------ EXCERPT TO READ ------

The current proposal to replace the `Named` overload with `TableJoined` overload does not increase the number of method we have. Thus, I don't share you concern, and I also think that even if an API redesign make be good in general, it not the right thing to piggyback on this KIP.

I also think that we should not put `inner/left/outer` as a _configuration_ for the join an any case, because to me, inner/left/outer is really a different (first class) operator.

Furthermore, if we make the key-extractor optional to distinguish between PK and FK join, we run into the issue that users could pass in a key-extractor into an outer join: however, FK joins are not supported for outer join and thus we lose the current API level (compile time) guard, but could only do a runtime check, which I personally think would be a step backwards.


-Matthias

On 9/24/21 8:21 AM, Bill Bejeck wrote:
Hi Victoria,

Earlier in the thread, I proposed rolling `Function<V, KO>
foreignKeyExtractor` and `Materialized<K, VR, KeyValueStore<Bytes,
byte[]>>` into TableJoined as well. From that perspective, I partially
agree with John's latest alternative, but I think we should still retain
the `leftJoin`, `join`, and `outerJoin` methods on the KTable interface.

------ MATERIAL ------

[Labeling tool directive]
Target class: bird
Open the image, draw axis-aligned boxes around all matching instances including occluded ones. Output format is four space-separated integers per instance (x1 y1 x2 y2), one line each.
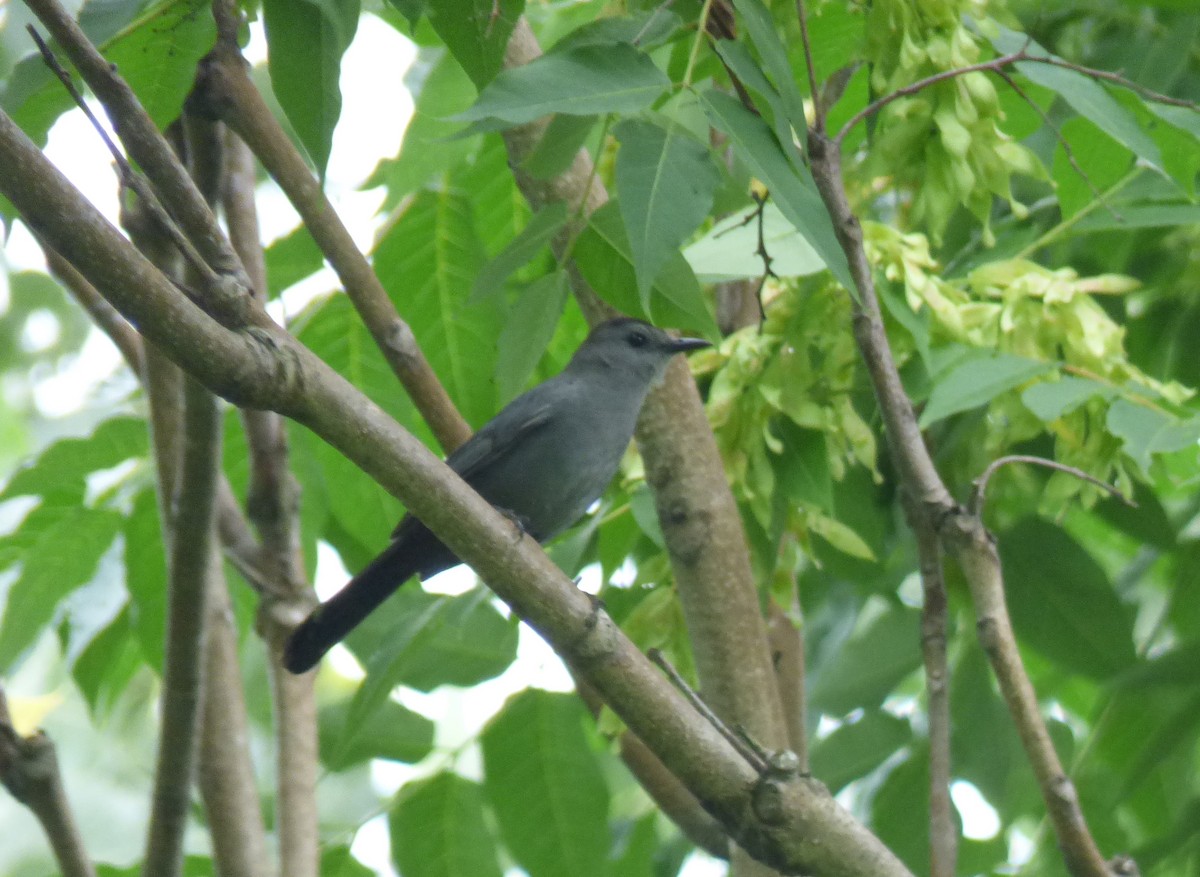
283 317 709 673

------

- GOAL 1
Take the discussion of the KTable join API, replace "key-extractor" with "key selector", and reproduce the part starting at "The current proposal" and ending at "a step backwards.".
- GOAL 2
Carry on the discussion of the KTable join API from the point where it stops.

- WRITTEN ANSWER 1
The current proposal to replace the `Named` overload with `TableJoined` overload does not increase the number of method we have. Thus, I don't share you concern, and I also think that even if an API redesign make be good in general, it not the right thing to piggyback on this KIP.

I also think that we should not put `inner/left/outer` as a _configuration_ for the join an any case, because to me, inner/left/outer is really a different (first class) operator.

Furthermore, if we make the key selector optional to distinguish between PK and FK join, we run into the issue that users could pass in a key selector into an outer join: however, FK joins are not supported for outer join and thus we lose the current API level (compile time) guard, but could only do a runtime check, which I personally think would be a step backwards.

- WRITTEN ANSWER 2
I favor this approach as we would be able to get the KTable interface join
methods down to 3 (after removal in the next major release).  But I realize
this is a bit beyond the intention of this KIP, so I'd still support it as
is.

Thanks,
Bill



On Wed, Sep 22, 2021 at 6:54 PM John Roesler <vvcep...@apache.org> wrote:

Hi Victoria,

Here's the other conern I mentioned. I didn't bother
bringing it up before because it would be obviated by the
last proposal.

I'm wondering about the need to add four new overloads and a
new config object. We already have 20 KTable#join overloads,
out of a total of 47 KTable operations. In other words,
after this proposal, almost 50% of the KTable interface will
be devoted to slightly different variations of join().

This kind of proliferation has a number of downsides, which
I documented in my proposal to fix it here:
https://cwiki.apache.org/confluence/display/KAFKA/Kafka+Streams+DSL+Grammar

We decided in the past to defer completely refactoring all
of the Streams DSL because we didn't forsee things becoming
much worse than they were at the time. Not to harp on this
particular KIP, but it does sort of seem like we're
approaching critical mass with 24 join overloads.

What do you think about seeking some kind of middle ground
by pulling more of the optional join arguments into the
proposed TableJoined interface? After all, starting to chip
away at this problem was the idea behind making these config
objects implement NamedOperation to begin with.

Specifically, this idea would be to add just one overload:
KTable#join(TableJoined<K, KO, VO, VR>)

And the TableJoined interface would have one static method
with the required `KTable<KO, VO> other` and `ValueJoiner<V,
VO, VR> joiner` arguments.

The rest of the arguments (isLeft, fkExtractor,
materialized, etc) would be settable using `withXYZ` builder
methods.

If that proposal isn't clear, I'd be happy to provide a code
sketch.

Thanks in advance for your consideration, and thanks again
for driving this,
-John


On Wed, 2021-09-22 at 17:34 -0500, John Roesler wrote:
Thanks, Guozhang!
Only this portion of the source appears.